### Written instruction:
Without changing a character, return the entries, but not the images they hold.

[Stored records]
——————————

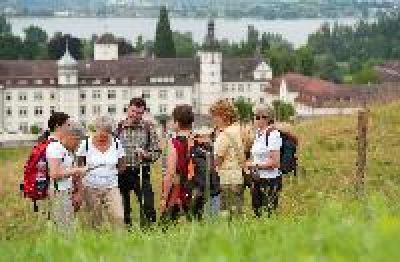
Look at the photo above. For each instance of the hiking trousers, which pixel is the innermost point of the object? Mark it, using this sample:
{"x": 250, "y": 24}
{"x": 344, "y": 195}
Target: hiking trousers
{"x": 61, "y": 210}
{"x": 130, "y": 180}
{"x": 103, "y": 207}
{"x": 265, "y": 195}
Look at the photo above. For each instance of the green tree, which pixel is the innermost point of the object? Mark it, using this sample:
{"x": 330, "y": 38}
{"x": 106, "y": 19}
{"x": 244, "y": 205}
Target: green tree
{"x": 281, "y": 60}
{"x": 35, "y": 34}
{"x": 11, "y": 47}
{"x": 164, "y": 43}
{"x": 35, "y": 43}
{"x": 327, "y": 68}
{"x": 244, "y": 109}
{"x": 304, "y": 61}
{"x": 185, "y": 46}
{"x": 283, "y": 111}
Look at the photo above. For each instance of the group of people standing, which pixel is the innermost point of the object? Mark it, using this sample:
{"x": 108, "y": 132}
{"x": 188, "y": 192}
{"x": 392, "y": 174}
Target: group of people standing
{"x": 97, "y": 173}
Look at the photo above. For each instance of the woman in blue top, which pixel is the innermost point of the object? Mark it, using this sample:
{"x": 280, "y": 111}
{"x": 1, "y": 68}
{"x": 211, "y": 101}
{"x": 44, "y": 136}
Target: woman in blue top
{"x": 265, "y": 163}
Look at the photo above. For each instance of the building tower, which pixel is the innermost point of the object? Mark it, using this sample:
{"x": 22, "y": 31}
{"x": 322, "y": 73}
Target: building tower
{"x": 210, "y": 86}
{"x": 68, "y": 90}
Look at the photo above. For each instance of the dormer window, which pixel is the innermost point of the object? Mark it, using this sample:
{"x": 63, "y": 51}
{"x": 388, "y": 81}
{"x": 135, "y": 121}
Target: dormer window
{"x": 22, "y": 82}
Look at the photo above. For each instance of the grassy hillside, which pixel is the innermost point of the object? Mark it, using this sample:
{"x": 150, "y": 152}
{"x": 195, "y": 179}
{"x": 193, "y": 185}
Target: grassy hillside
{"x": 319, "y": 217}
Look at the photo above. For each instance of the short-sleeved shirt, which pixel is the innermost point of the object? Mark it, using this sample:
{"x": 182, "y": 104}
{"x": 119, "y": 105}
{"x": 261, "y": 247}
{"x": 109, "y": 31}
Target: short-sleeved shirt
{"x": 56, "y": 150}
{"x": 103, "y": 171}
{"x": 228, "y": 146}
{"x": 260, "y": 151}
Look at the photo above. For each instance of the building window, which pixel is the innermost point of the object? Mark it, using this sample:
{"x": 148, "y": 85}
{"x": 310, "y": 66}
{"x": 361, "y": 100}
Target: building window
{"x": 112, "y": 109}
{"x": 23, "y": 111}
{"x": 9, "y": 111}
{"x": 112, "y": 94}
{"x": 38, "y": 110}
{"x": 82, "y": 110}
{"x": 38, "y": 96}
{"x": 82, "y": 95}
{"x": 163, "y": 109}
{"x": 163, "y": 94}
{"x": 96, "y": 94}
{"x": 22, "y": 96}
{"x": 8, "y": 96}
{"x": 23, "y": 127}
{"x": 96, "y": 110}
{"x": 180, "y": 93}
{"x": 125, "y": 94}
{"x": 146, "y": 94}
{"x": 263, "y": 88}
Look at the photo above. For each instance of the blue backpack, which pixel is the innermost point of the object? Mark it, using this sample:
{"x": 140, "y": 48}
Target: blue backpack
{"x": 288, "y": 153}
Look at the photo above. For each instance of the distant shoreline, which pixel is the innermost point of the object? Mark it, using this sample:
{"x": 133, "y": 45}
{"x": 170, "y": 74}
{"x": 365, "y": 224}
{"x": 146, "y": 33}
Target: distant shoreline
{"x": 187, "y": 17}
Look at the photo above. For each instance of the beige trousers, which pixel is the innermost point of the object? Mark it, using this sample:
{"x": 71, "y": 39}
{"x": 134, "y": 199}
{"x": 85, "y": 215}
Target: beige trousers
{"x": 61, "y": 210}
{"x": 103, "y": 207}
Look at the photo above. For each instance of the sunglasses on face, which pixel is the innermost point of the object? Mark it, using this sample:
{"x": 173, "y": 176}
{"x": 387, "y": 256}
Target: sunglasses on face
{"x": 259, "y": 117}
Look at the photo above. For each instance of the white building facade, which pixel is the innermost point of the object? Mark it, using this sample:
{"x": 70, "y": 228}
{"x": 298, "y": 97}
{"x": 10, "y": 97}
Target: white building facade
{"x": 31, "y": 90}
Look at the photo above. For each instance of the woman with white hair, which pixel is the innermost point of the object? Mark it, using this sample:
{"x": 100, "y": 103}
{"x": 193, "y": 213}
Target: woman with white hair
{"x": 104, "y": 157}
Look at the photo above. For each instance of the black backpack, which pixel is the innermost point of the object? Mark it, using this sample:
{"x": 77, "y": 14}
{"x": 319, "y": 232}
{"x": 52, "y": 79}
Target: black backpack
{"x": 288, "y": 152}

——————————

### Response to this task:
Look at the photo above. For each instance of the hiking trousers, which pixel is the innermost point of the object? Mark it, using this sample:
{"x": 250, "y": 24}
{"x": 344, "y": 195}
Target: hiking trousers
{"x": 61, "y": 210}
{"x": 130, "y": 180}
{"x": 103, "y": 207}
{"x": 265, "y": 195}
Look at the photo above. For each instance of the green tree, which pixel is the innermost point of the object? Mark it, using this sample:
{"x": 330, "y": 38}
{"x": 106, "y": 19}
{"x": 244, "y": 205}
Target: green tree
{"x": 281, "y": 60}
{"x": 35, "y": 34}
{"x": 11, "y": 47}
{"x": 164, "y": 43}
{"x": 35, "y": 43}
{"x": 327, "y": 68}
{"x": 244, "y": 109}
{"x": 304, "y": 61}
{"x": 185, "y": 46}
{"x": 283, "y": 111}
Look at the photo above. For each instance of the group of people standing, which pixel is the innermost point of the object? Mark it, using this sample:
{"x": 108, "y": 132}
{"x": 188, "y": 192}
{"x": 392, "y": 174}
Target: group of people standing
{"x": 97, "y": 173}
Look at the photo above. For each instance of the woman in blue top, which pixel is the innermost point of the object? Mark it, using this sample:
{"x": 280, "y": 111}
{"x": 1, "y": 68}
{"x": 211, "y": 101}
{"x": 44, "y": 136}
Target: woman in blue top
{"x": 265, "y": 163}
Look at the photo above. For each instance of the building tower, which pixel is the innermost point of the object? Mark it, using this sample:
{"x": 22, "y": 31}
{"x": 322, "y": 73}
Target: building tower
{"x": 210, "y": 86}
{"x": 68, "y": 90}
Look at the photo above. For each instance of the dormer window, which pixel is the innermost point of the object? Mark it, using this sample:
{"x": 63, "y": 51}
{"x": 388, "y": 81}
{"x": 135, "y": 121}
Target: dormer window
{"x": 22, "y": 82}
Look at the photo above. For each instance of the grassy hillside, which pixel is the innermost point of the object? Mark it, using this sample:
{"x": 150, "y": 152}
{"x": 195, "y": 179}
{"x": 193, "y": 185}
Target: grassy hillside
{"x": 319, "y": 217}
Look at the photo above. For each instance of the short-sleeved shirt, which pixel is the innermost point of the object? Mark it, using this sample:
{"x": 182, "y": 104}
{"x": 119, "y": 105}
{"x": 261, "y": 247}
{"x": 109, "y": 31}
Target: short-sleeved shirt
{"x": 56, "y": 150}
{"x": 103, "y": 171}
{"x": 228, "y": 146}
{"x": 260, "y": 151}
Look at the photo above. For each instance of the building window, which pixel is the innermost point of the object? Mark it, using this sample:
{"x": 148, "y": 85}
{"x": 310, "y": 66}
{"x": 361, "y": 100}
Target: building window
{"x": 112, "y": 109}
{"x": 23, "y": 111}
{"x": 9, "y": 111}
{"x": 112, "y": 94}
{"x": 38, "y": 110}
{"x": 82, "y": 110}
{"x": 38, "y": 96}
{"x": 82, "y": 95}
{"x": 163, "y": 109}
{"x": 163, "y": 94}
{"x": 96, "y": 94}
{"x": 22, "y": 96}
{"x": 8, "y": 96}
{"x": 23, "y": 127}
{"x": 96, "y": 110}
{"x": 180, "y": 93}
{"x": 125, "y": 94}
{"x": 146, "y": 94}
{"x": 263, "y": 88}
Look at the photo above. For each instance of the blue backpack, which pixel is the innermost point of the object? Mark it, using this sample:
{"x": 140, "y": 48}
Target: blue backpack
{"x": 288, "y": 153}
Look at the photo above. For each instance of the distant shoreline, which pixel is the innermost point of the object? Mark it, using this sample:
{"x": 133, "y": 45}
{"x": 170, "y": 74}
{"x": 365, "y": 224}
{"x": 146, "y": 33}
Target: distant shoreline
{"x": 187, "y": 17}
Look at the photo above. For each instance of the beige trousers, which pixel is the innermost point of the object? Mark it, using this sample:
{"x": 71, "y": 39}
{"x": 134, "y": 199}
{"x": 85, "y": 215}
Target: beige trousers
{"x": 61, "y": 210}
{"x": 103, "y": 207}
Look at the photo above. For each instance of the sunglasses on face, which pixel is the innermost point of the object? Mark it, using this sample:
{"x": 173, "y": 176}
{"x": 387, "y": 256}
Target: sunglasses on face
{"x": 259, "y": 117}
Look at the photo above. For each instance of the white building facade, which pixel is the innermost point of the object? Mark it, using this sample:
{"x": 70, "y": 228}
{"x": 298, "y": 97}
{"x": 10, "y": 97}
Target: white building facade
{"x": 31, "y": 90}
Look at the photo above. For each instance of the woman with white hair, which pixel is the innermost point of the object? Mark it, using this sample:
{"x": 100, "y": 103}
{"x": 193, "y": 213}
Target: woman with white hair
{"x": 104, "y": 157}
Look at the photo above. For each instance of the black backpack, which pixel is the innermost point of the object? Mark it, using this sample:
{"x": 77, "y": 14}
{"x": 319, "y": 232}
{"x": 52, "y": 79}
Target: black backpack
{"x": 288, "y": 152}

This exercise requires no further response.